Cumhuriyet Halk Partisi (CHP) İzmir Milletvekili ve CHP Grup Yönetim Kurulu Üyesi Ednan Arslan, Cumhuriyetimizin kuruluşunun 95. Yıl dönümü nedeni ile yazılı açıklamalarda bulundu.

 

Cumhuriyet’in sadece bir yönetim şekli olmadığına dikkat çeken Arslan, Cumhuriyet’i kültür, özgürlük, bağımsızlık, adalet, bilimsel düşünce, çağdaşlaşmak, eşitlik ve birlikte yaşama inancı olarak nitelendirdi.

 

Arslan, Cumhuriyetin yokluklar içerisinde kurulduğunu belirterek, “Mustafa Kemal Atatürk Türkiye’si bütün mazlum devletlere ilham oldu” ifadelerini kullandı. Cumhuriyet değerlerinin bir ulusun yeniden inşası anlamına geldiğini ifade eden Arslan, “Cumhuriyet aydınlanma ve çağdaşlaşma çabasıdır” dedi.

 

Arslan açıklamasında, Cumhuriyetin ilanından bir gün sonra, 30 Ekim 1923 günü Ulu Önder Gazi Mustafa Kemal Atatürk’ün İsmet İnönü’ye yazdığı mektuba yer vererek “Dikkatle okumalıyız” ifadesi ile mektubun önemine dikkat çekip “Her yurttaşımız bu büyük insanların ülkeyi nereden nereye getirdiği için her Cumhuriyet Bayramında bu mektubu bir kez daha okumalıdır” İfadelerini kullandı.

Görevin Tanımı:
Cumhuriyet’in 95. yıl dönümüyle ilgili metne göre aşağıdaki üç ifadenin her birinin metinle uyuşup uyuşmadığını evet ya da hayır ile belirtin ve kararı veren sözleri metinden aynen alıntılayın.
1. Arslan, Cumhuriyet’i yalnızca bir yönetim şekli olarak tanımlamıştır.
2. Atatürk’ün İsmet İnönü’ye yazdığı mektup, Cumhuriyetin ilanından bir gün sonra yazılmıştır.
3. Arslan, Cumhuriyetin bolluk içinde kurulduğunu söylemiştir.
Bu çalışmada öğelere ihtiyaç yoktur.

Veri Bölümü:

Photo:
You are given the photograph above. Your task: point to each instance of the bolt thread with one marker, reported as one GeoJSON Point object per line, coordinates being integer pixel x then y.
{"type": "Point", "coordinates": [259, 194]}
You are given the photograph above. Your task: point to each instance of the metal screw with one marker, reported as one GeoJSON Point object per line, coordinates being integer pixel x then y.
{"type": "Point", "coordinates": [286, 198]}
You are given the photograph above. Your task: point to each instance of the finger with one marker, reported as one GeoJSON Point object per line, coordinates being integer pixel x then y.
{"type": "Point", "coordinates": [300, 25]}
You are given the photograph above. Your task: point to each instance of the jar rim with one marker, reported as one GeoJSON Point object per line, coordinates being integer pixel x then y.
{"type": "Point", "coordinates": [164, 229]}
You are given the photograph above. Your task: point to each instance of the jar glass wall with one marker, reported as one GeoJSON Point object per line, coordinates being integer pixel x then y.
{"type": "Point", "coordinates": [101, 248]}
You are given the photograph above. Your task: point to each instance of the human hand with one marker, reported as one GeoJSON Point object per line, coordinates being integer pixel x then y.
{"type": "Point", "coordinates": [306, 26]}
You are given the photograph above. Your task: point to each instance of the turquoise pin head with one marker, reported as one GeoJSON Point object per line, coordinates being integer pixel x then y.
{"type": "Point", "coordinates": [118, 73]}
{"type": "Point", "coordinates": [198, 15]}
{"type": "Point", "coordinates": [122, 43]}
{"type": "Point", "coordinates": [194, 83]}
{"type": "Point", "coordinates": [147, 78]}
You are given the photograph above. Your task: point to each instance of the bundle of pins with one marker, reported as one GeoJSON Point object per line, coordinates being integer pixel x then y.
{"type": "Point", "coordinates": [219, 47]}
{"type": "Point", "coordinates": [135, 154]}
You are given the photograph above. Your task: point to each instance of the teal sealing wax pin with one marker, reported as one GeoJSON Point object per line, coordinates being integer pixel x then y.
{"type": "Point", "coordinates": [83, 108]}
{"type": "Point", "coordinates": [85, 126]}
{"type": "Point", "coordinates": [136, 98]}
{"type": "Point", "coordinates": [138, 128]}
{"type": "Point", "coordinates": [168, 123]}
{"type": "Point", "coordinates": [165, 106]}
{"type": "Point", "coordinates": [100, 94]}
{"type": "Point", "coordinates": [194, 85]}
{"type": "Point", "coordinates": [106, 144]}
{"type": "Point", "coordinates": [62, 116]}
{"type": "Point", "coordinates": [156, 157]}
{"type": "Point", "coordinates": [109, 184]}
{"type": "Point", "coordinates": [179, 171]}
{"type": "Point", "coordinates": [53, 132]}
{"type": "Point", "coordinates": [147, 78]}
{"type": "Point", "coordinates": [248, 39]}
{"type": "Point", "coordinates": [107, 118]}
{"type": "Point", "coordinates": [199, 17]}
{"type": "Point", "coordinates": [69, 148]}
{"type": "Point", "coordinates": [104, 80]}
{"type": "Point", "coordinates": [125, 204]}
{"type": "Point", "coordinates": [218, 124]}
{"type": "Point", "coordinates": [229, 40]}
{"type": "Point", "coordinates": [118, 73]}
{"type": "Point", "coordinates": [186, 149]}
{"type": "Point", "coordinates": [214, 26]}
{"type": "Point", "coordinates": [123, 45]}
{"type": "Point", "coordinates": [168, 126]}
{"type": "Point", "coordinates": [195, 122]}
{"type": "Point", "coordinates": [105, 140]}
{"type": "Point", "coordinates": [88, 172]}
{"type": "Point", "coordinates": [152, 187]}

Alıştırmanın Cevabı:
1. Hayır: “Cumhuriyet’in sadece bir yönetim şekli olmadığına dikkat çeken Arslan”
2. Evet: “Cumhuriyetin ilanından bir gün sonra, 30 Ekim 1923 günü”
3. Hayır: “Cumhuriyetin yokluklar içerisinde kurulduğunu belirterek”